### WHAT IS REQUIRED:
Only the lines from the one containing "Note to the class: point out the clothespin" through the end of the data below should be copied, each exactly as written and with both ends kept.

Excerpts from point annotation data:
***
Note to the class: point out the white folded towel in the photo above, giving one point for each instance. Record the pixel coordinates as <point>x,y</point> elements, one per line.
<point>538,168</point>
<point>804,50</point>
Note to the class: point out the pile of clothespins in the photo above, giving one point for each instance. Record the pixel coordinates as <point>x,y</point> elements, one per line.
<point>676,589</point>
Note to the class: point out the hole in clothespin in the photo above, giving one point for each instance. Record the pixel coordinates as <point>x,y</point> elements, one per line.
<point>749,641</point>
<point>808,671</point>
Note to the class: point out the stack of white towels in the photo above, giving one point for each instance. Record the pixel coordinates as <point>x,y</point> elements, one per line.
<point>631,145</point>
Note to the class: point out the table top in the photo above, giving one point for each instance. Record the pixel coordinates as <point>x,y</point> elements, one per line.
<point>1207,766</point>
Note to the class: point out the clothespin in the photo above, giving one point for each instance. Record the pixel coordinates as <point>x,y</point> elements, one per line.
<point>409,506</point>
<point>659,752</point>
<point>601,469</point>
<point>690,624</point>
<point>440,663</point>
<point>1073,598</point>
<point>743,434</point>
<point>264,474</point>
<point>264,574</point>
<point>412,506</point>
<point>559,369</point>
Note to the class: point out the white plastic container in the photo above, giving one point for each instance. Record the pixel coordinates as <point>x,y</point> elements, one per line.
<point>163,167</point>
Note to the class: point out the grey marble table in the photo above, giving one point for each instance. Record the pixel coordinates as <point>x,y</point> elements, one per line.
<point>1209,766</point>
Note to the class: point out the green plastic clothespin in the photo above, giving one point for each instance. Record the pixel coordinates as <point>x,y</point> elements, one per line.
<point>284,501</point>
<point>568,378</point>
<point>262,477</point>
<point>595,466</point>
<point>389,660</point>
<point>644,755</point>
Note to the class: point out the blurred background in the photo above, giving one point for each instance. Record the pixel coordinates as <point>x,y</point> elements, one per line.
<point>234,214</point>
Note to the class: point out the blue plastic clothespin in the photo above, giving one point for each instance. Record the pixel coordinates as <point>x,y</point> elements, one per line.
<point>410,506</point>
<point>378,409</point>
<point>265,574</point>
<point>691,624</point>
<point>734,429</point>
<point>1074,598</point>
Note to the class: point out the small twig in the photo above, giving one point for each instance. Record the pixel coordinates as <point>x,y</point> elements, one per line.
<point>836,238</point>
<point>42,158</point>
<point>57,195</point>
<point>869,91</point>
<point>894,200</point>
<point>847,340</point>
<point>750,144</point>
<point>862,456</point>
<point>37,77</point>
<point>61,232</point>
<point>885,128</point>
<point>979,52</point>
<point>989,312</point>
***
### THE REPLY:
Note to the class: point out the clothespin in the photo above, giving one point for each instance. Record the pixel coordinates as <point>x,y</point> elements, one per line.
<point>409,506</point>
<point>659,752</point>
<point>601,469</point>
<point>690,624</point>
<point>440,663</point>
<point>1073,598</point>
<point>743,434</point>
<point>264,474</point>
<point>264,574</point>
<point>412,506</point>
<point>559,369</point>
Note to the class: point out the white plastic container in the photo above, giving one point for each instance. Record the pixel coordinates as <point>x,y</point> elements, one per line.
<point>163,167</point>
Note to the class: point out the grey marble table in the photo above, giving one point for each instance. Record the pixel coordinates as <point>x,y</point> elements, one per line.
<point>1209,766</point>
Note to the class: point out the green plastic clothespin in the photo above, giving one point for each instance. Record the pixel coordinates as <point>x,y</point> elements, one per line.
<point>284,501</point>
<point>568,378</point>
<point>262,477</point>
<point>595,466</point>
<point>389,660</point>
<point>644,755</point>
Note to the class: point out the blurred background in the photo above, giving one point for each instance. Record the pixel coordinates as <point>x,y</point> elements, one per line.
<point>234,214</point>
Note to the class: point out the blue plastic clothespin in the photo above, giving one point for each instance. Record the pixel coordinates as <point>x,y</point> elements, one per line.
<point>410,506</point>
<point>378,409</point>
<point>265,574</point>
<point>691,624</point>
<point>734,429</point>
<point>1074,598</point>
Note to the class: point out the small twig in the photo above, giving one point for each instance. Record the pixel coordinates as <point>x,y</point> elements, one per line.
<point>836,238</point>
<point>42,158</point>
<point>57,195</point>
<point>869,91</point>
<point>894,200</point>
<point>847,340</point>
<point>750,144</point>
<point>862,456</point>
<point>37,77</point>
<point>61,232</point>
<point>885,128</point>
<point>979,52</point>
<point>989,312</point>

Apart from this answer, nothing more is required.